+++ Raw data
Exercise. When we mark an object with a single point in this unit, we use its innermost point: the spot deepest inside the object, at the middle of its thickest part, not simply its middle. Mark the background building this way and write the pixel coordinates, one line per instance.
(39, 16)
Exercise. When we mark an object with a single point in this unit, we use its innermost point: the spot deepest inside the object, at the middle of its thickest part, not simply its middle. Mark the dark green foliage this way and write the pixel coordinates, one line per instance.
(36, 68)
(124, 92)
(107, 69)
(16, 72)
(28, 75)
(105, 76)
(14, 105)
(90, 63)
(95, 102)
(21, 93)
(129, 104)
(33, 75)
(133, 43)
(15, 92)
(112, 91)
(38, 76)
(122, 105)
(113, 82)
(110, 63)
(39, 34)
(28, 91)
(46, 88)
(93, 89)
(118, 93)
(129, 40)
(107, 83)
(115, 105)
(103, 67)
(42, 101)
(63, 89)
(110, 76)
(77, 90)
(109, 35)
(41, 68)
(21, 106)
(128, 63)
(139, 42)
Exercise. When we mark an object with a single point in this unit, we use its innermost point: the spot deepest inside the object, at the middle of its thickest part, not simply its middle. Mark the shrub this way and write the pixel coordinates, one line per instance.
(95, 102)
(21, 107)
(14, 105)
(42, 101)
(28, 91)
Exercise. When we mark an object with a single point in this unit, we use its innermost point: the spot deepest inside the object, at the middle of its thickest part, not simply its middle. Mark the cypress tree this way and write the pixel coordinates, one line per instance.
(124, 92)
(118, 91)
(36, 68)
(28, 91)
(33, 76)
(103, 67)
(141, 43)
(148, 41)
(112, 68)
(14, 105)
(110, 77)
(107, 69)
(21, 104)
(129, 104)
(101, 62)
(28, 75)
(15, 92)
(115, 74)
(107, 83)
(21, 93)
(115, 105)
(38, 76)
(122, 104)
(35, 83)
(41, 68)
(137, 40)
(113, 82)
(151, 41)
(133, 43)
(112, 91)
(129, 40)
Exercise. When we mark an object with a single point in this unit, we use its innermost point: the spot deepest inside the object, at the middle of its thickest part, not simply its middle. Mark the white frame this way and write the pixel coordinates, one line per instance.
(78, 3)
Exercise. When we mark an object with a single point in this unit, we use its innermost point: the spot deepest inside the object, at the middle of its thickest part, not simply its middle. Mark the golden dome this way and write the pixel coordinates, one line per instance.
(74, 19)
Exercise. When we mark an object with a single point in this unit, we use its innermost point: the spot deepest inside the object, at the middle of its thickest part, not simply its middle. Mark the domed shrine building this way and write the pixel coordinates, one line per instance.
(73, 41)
++++++
▶ [Aim] Can you repeat every one of the records above, word for word and with nothing changed?

▶ [Solved exercise]
Exercise. When we mark an object with a single point in this unit, we use its innermost point: the spot deepest inside the object, at the middle of its thickest part, not simply its middle. Mark the background building this way and write the pixel coordinates, one line per instance.
(39, 16)
Exercise. When we mark an object with a single point in this unit, we use its innermost point: the spot deepest inside the object, at the middle of its thickest part, not simply its middle. Mark the dark green foliage this way and write the pixel coordinates, one line per instance.
(36, 68)
(124, 92)
(107, 69)
(16, 72)
(28, 75)
(105, 76)
(14, 105)
(90, 63)
(95, 102)
(21, 93)
(129, 104)
(33, 75)
(133, 43)
(15, 92)
(112, 91)
(38, 76)
(122, 105)
(113, 82)
(110, 63)
(39, 34)
(28, 91)
(46, 88)
(93, 89)
(118, 93)
(129, 40)
(107, 83)
(115, 105)
(103, 67)
(42, 101)
(63, 89)
(110, 76)
(77, 90)
(109, 35)
(41, 68)
(21, 106)
(128, 63)
(139, 42)
Exercise. When we mark an object with a single point in this unit, we use its innermost point: the spot deepest inside the object, at the middle of its thickest part, not simply its middle. Mark the shrub this way and write the pixel coordinates, one line per instance.
(95, 102)
(21, 107)
(14, 105)
(42, 101)
(28, 91)
Exercise. When we mark an object with a single point in this unit, we use its innermost point: the spot deepest inside the object, at the middle of its thickest part, not simply its middle. Mark the cypress tree this way and write the pixel coordinates, one line per instance.
(124, 92)
(118, 91)
(36, 68)
(28, 91)
(33, 76)
(103, 67)
(141, 43)
(148, 41)
(112, 68)
(14, 105)
(110, 77)
(107, 69)
(21, 104)
(129, 104)
(101, 62)
(28, 75)
(15, 92)
(115, 74)
(107, 83)
(21, 93)
(115, 105)
(38, 76)
(122, 104)
(35, 83)
(41, 68)
(137, 40)
(113, 82)
(151, 41)
(133, 43)
(112, 91)
(129, 40)
Exercise. When we mark an object with a single point in this unit, we use its innermost point: the spot deepest inside the object, at the middle of its thickest part, not simply its middle. Mark the white frame this way and write the pixel coordinates, one line per instance.
(78, 3)
Exercise. When we mark an object with a single point in this unit, we use its innermost point: the spot deepest inside the object, at the middle of its thickest part, not simply its middle. Mark the golden dome this way and write the pixel coordinates, one line per instance.
(74, 19)
Exercise. When we mark an object with a single point in this unit, we use its innermost point: the spot deepest inside the object, at the middle of its thickest part, not simply its middle. Mark the domed shrine building this way and write the pixel coordinates, one line per instance.
(73, 41)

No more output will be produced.